Reproduce the listing from its first line through the line containing "pixel 1100 653", both included, replacing "baseball cap" with "ball cap" and leaving everything else unchanged. Omit the pictures.

+===+

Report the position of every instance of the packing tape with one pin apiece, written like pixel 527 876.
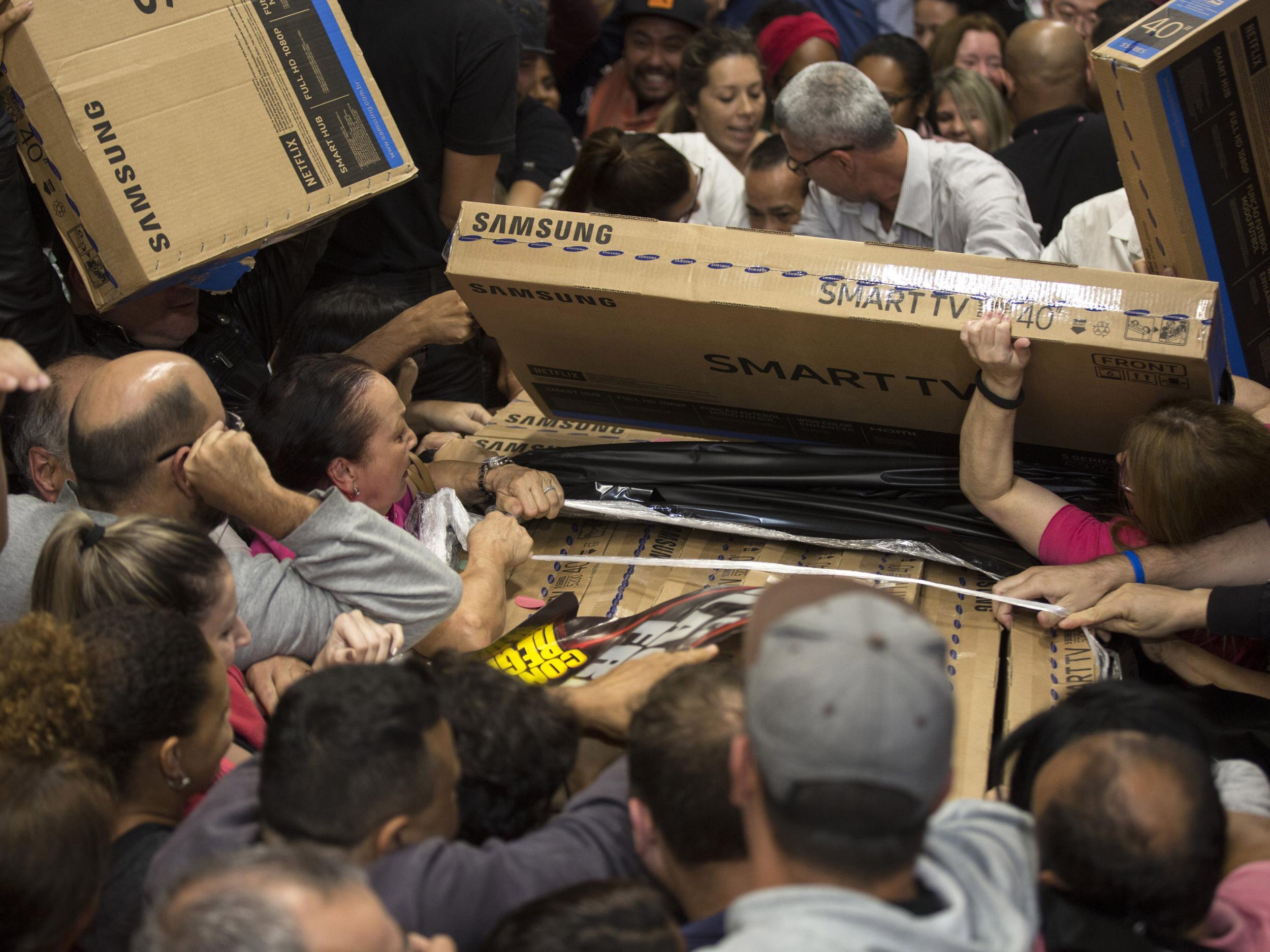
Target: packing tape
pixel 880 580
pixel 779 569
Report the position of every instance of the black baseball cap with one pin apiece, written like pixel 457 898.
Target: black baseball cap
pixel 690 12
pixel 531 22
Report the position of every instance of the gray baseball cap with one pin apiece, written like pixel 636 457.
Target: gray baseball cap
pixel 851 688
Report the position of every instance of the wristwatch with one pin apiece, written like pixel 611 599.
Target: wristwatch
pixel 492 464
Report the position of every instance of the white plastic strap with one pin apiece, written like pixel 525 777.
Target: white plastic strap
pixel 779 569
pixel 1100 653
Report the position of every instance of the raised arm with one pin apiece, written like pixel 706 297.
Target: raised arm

+===+

* _Result of this task_:
Report the position of every instance of the packing tape with one pin apiece, written like pixel 527 876.
Target: packing tape
pixel 880 580
pixel 779 569
Report the position of every instance of the black ball cap with one pin apiece, written like pixel 457 898.
Target: black ball cap
pixel 690 12
pixel 531 22
Report the position of every instance of the gray ball cap with one pin apiece, written like pixel 636 457.
Target: gray ball cap
pixel 851 688
Report the position of every instance of the wristwatch with one pin apiece, written like pixel 611 599.
Target: wristwatch
pixel 492 464
Report the position of every instance of the white plastic strap with one pin apiece, written like pixel 525 777.
Target: white plastic strap
pixel 779 569
pixel 1100 653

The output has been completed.